Task goal:
Are you able to quote each entry exactly as written?

Records for the task:

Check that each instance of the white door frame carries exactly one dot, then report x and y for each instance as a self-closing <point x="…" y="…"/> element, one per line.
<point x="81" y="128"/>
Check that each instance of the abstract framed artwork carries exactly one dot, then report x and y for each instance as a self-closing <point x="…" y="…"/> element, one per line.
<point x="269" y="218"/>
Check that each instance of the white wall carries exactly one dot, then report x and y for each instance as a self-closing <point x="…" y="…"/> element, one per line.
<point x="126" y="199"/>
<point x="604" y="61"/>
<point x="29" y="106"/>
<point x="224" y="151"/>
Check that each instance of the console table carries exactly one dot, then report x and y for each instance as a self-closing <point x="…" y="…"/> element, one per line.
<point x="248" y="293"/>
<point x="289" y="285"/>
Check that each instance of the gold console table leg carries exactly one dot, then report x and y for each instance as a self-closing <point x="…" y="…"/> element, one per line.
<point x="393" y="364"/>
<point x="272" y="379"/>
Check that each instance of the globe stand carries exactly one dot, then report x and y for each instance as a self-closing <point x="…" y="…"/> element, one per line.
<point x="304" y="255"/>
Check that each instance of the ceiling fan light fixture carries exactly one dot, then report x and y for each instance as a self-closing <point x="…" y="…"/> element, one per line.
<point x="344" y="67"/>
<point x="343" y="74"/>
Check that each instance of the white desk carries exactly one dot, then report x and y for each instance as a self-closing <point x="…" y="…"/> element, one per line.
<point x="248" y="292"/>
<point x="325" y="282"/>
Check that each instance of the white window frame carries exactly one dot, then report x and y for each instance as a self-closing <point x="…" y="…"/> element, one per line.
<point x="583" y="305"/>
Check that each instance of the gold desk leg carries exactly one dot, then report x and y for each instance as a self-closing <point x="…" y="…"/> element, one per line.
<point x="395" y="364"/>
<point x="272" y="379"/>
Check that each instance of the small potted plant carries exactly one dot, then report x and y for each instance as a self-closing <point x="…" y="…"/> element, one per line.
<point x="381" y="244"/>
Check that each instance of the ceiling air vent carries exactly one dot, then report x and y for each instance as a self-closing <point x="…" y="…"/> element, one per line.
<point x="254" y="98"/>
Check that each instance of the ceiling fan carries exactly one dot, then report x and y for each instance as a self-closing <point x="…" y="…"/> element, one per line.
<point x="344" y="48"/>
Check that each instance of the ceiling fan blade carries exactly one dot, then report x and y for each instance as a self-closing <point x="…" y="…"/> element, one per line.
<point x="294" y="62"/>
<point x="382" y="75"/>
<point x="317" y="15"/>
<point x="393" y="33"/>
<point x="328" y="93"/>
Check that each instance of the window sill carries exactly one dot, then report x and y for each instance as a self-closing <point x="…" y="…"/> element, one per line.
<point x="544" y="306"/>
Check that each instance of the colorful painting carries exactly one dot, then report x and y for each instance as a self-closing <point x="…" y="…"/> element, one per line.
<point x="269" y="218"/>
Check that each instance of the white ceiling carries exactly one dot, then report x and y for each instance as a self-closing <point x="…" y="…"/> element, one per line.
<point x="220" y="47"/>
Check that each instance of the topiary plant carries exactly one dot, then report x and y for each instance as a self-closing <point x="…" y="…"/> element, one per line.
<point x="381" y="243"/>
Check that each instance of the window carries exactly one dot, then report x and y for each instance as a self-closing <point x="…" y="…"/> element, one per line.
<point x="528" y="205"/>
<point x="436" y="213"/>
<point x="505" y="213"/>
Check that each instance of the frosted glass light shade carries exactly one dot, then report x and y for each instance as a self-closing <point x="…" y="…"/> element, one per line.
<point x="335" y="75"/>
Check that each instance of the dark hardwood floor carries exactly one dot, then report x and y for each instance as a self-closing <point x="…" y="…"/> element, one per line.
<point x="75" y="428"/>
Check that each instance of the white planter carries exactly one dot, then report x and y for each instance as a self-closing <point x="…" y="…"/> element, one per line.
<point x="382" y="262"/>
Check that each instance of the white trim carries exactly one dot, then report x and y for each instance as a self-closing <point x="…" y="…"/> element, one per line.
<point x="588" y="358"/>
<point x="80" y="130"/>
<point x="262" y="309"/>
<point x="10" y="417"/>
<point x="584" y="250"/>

Complete response:
Check that each instance of the white door frame carries exactly one dot, then report x and y for each instance as a self-closing <point x="…" y="…"/> element, one per line.
<point x="81" y="128"/>
Check that each instance of the abstract framed artwork carries exactly one dot, then report x and y for each instance as a self-closing <point x="…" y="…"/> element, one per line.
<point x="269" y="218"/>
Check that each instance of the white wall carries exactly one dot, then report x and y for each instance as a self-closing <point x="…" y="…"/> element, one per line.
<point x="126" y="199"/>
<point x="604" y="61"/>
<point x="29" y="106"/>
<point x="224" y="151"/>
Check that each instance of the console table carries exactly one dot, then report x and y for each instance as a self-closing <point x="…" y="…"/> element, one per line.
<point x="248" y="293"/>
<point x="289" y="285"/>
Check that each instance of the gold console table leg carries exactly one dot, then report x and y for each instance as a self-closing <point x="…" y="…"/> element, one per line.
<point x="393" y="364"/>
<point x="272" y="379"/>
Check that each instance of the globe stand carries exactly one dot, then report x and y for each instance as a self-closing <point x="…" y="…"/> element, one per line.
<point x="304" y="255"/>
Check that each instance of the ceiling fan light fixture carries exactly one dot, then report x and y for each instance as a self-closing <point x="…" y="…"/> element, one per line.
<point x="344" y="67"/>
<point x="343" y="74"/>
Check that each instance of the white desk carries exactly one dot, then report x and y for each instance as a self-closing <point x="…" y="…"/> element, one per line.
<point x="248" y="292"/>
<point x="325" y="282"/>
Check that each instance of the white window frame carries exactly one dot, then report x and y for each instance as a self-closing <point x="…" y="…"/> element, one per line.
<point x="583" y="305"/>
Check that each instance of the gold desk leg carries exactly one dot, then report x and y for each instance as a self-closing <point x="…" y="…"/> element, one per line.
<point x="395" y="364"/>
<point x="272" y="379"/>
Check that each instance of the small potted plant carries exactly one dot, then report x and y for each instance as a self-closing <point x="…" y="…"/> element, one per line.
<point x="381" y="244"/>
Check that each instance of the ceiling air vent carries exactly one dot, then report x and y for each instance as a self-closing <point x="…" y="…"/> element, one per line.
<point x="254" y="98"/>
Check that each instance of the ceiling fan carries exactly one dot, then report x and y for each instance as a self-closing <point x="…" y="…"/> element, one per line.
<point x="344" y="48"/>
Check that each instance of the ceiling fan blade carries exactly one dot, then report x and y for each instance as a self-closing <point x="…" y="…"/> element, one per line.
<point x="294" y="62"/>
<point x="382" y="75"/>
<point x="317" y="15"/>
<point x="393" y="33"/>
<point x="328" y="93"/>
Check that each instance of the window sill carries exactly one dot, then report x and y for each instance as a self-closing <point x="…" y="…"/> element, one per line.
<point x="544" y="306"/>
Check that each instance of the colorful painting carries exactly one dot, then report x and y for each instance as a self-closing <point x="…" y="…"/> element, one per line.
<point x="269" y="218"/>
Check that each instance of the white ceiling carries exactly one dot, then report x and y for each instance as a self-closing <point x="…" y="…"/> element, one per line.
<point x="220" y="47"/>
Check that each instance of the topiary plant carries exactly one dot, then report x and y for each instance as a self-closing <point x="…" y="…"/> element, one per line.
<point x="381" y="243"/>
Check that each instance of the window carries exactly one dot, then report x and y for each instance as a self-closing <point x="…" y="…"/> element, one per line.
<point x="528" y="205"/>
<point x="436" y="213"/>
<point x="505" y="213"/>
Check that each instance of the frosted glass light shade carries exactly one dot, then report x and y for each instance as a self-closing <point x="…" y="…"/> element, one per line.
<point x="335" y="75"/>
Check that each instance of the dark hardwood floor carries exactly one dot, then report x and y for each instance as a self-closing <point x="…" y="…"/> element, one per line.
<point x="75" y="428"/>
Check that each instance of the white planter carries exactly one dot, then report x and y for each instance as a self-closing <point x="…" y="…"/> element, one per line.
<point x="382" y="262"/>
Check that each instance of the white trim carries exactly one dot, then report x and y for each instance as a self-closing <point x="…" y="…"/> element, one per line.
<point x="588" y="358"/>
<point x="80" y="130"/>
<point x="262" y="309"/>
<point x="10" y="417"/>
<point x="584" y="250"/>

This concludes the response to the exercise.